_Passage shown_.

---+---

Peter Fetterman Gallery is pleased to announce its upcoming exhibitions: Georges Dambier (1925-2011), a solo exhibition of significant 1950’s fashion photography and Paris in the Springtime, a group exhibition featuring classic masterpieces of humanist photography. Both exhibitions open simultaneously with a reception on Saturday, March 23rd from 4-7pm and are on view through June 8, 2013.
Georges Dambier (1925-2011) began his career in post-war Paris as a photojournalist with a background in graphic design and portraiture before he began photographing for fashion magazines in the 1940s. Although often overlooked in the history of fashion photography, Dambier was a contemporary of Irving Penn and Richard Avedon and became the key photographer for French Elle after receiving his first job from director Helene Lazzareff. The photographs on display, most of which have never been exhibited, are from a period of the 1950s at the height of his career photographing legendary models including Suzy Parker, Bettina, Barbara Mullen, Brigitte Bardot, Capucine and Sophie Litvak. The artist’s close friendship with many of his models produced uniquely humble fashion imagery showing chic feminine style at ease in everyday situations; the models are confident yet still delicate while in action on city sidewalks, beaches and in hotels. This is the first west coast exhibition of Dambier’s work and consists of over thirty prints that display his masterful use of lighting and focus to create arresting images of style and femininity.
Paris in the Springtime exhibits photographs documenting daily life in the French capital during the mid-20th Century by legendary photographers of the era. As Peter’s favorite city, Paris has always been a consistent theme of the gallery’s collection specializing in French humanist photography. As a close friend and collaborator, legendary photographer Henri Cartier-Bresson was instrumental in introducing many of his contemporaries to the gallery including several of the exhibited artists such as Willy Ronis, Martine Franck, Edouard Boubat, Louis Stettner, Melvin Sokolsky and more. Iconic photographs and rare gems from thirty years of collecting fine classic photography display the essence of the City of Light through the eyes of some of its greatest historical spectators.
Georges Dambier April, 1925 – May, 2011
Born in 1925, Georges Dambier first went to work for painter Paul Colin, where he learnt drawing and graphic design. Then he landed a job as assistant to Willy Rizzo, a famous portraitist photographer (Harcourt’s Studio, Paris Match). There, he discovered photography and was taught the fundamentals of this art, especially lighting.
Georges Dambier was 20 when the Second World War came to an end, a moment when the social scene in Paris suddenly took off. Nightlife, subdued during the Occupation, exploded. Le Bœuf sur le toit, Le Lido, la Rose Rouge, Le Lorientais, Le Tabou : he frequented cabarets and jazz clubs in Saint Germain des Prés, where famous artists and celebrities organised glittering parties and balls. One night, he managed to take pictures of Rita Hayworth who had come incognito to a famous night club, Le Jimmy’s. He sold the exclusive images to France Dimanche, a daily magazine recently created by Max Corre and Pierre Lazareff, and won himself a job on the magazine as a photo-reporter. In his new post, he was sent to all over the world to cover current events. However, with his predilection for graphic design and aesthetics, his liking for refined mise-en-scene, and at the urging of many friends, such as Capucine, Suzy Parker, Jacques Fath, Bettina, Brigitte Bardot, Jean Barthet, he was lead towards fashion photography.

---+---

_Provided material_.
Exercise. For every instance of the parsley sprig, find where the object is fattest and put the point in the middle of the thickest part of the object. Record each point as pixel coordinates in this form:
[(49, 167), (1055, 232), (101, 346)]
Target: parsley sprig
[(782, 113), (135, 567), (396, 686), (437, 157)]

---+---

_Stated problem 1_.
In the gallery announcement, which models does it name among those Dambier photographed during the 1950s?
_Stated problem 2_.
Carry on the gallery announcement from its final sentence.

_Task response 1_.
Suzy Parker, Bettina, Barbara Mullen, Brigitte Bardot, Capucine and Sophie Litvak

_Task response 2_.
As Georges Dambier built and perfected his craft, he was hired by Helene Lazareff, director of ELLE, the fashion magazine. She encouraged him and gave him his first assignment as a fashion photographer. Georges Dambier did not conform to the standard technique of taking fashion pictures, with models standing emotionless and seemingly indifferent to the camera. Instead, he showed models smiling, laughing and often in action. His models were surrounded by local people in a market place in Marrakech, or in a village in Corsica, or – and above all – in his beloved Paris.
Most of all, it was Georges Dambier’s ability to put his subjects at ease (many of them were friends) that helped him create true, intimate and lasting images. With his delicate style, and refined technique, his work revealed a reality of great elegance. As his career blossomed, he became widely known for his ability to capture the essence of feminine chic and glamour in his images.
In 1954, Robert Capa asked him to lead a fashion department at the Magnum Photo Agency. Unfortunately, Capa died a few weeks later, while covering the Indochinese war.
Meanwhile, Georges Dambier set up his own studio in Paris, Rue de la Bienfaisance. As a freelance photographer, he continued to contribute to ELLE and other magazines: Vogue, Le Jardin des Modes, Marie France…He also collaborated with Françoise Giroud and Christine Collanges at L’Express. Big advertising campaigns (Synergie, Havas, Publicis), and contracts for many brands such as L’Oréal, Carita, Jacques Dessange followed.
In addition to his work in advertising, Georges Dambier did portraits for record covers and posters for his great friend, the producer Eddie Barclay and Jacques Canetti. As his reputation grew, so did opportunities to meet and photograph celebrities from different worlds. He captured the faces of the most notable artists of the 60’s: Sacha Distel, Zizi Jeanmaire, Dalida, Jeanne Moreau… His impressive client list included celebrities (Cerdan, Cocteau…), singers (Johnny Hallyday, Sylvie Vartan, Charles Aznavour…), actors (Alain Delon, Françoise Dorléac, Catherine Deneuve…) and many others.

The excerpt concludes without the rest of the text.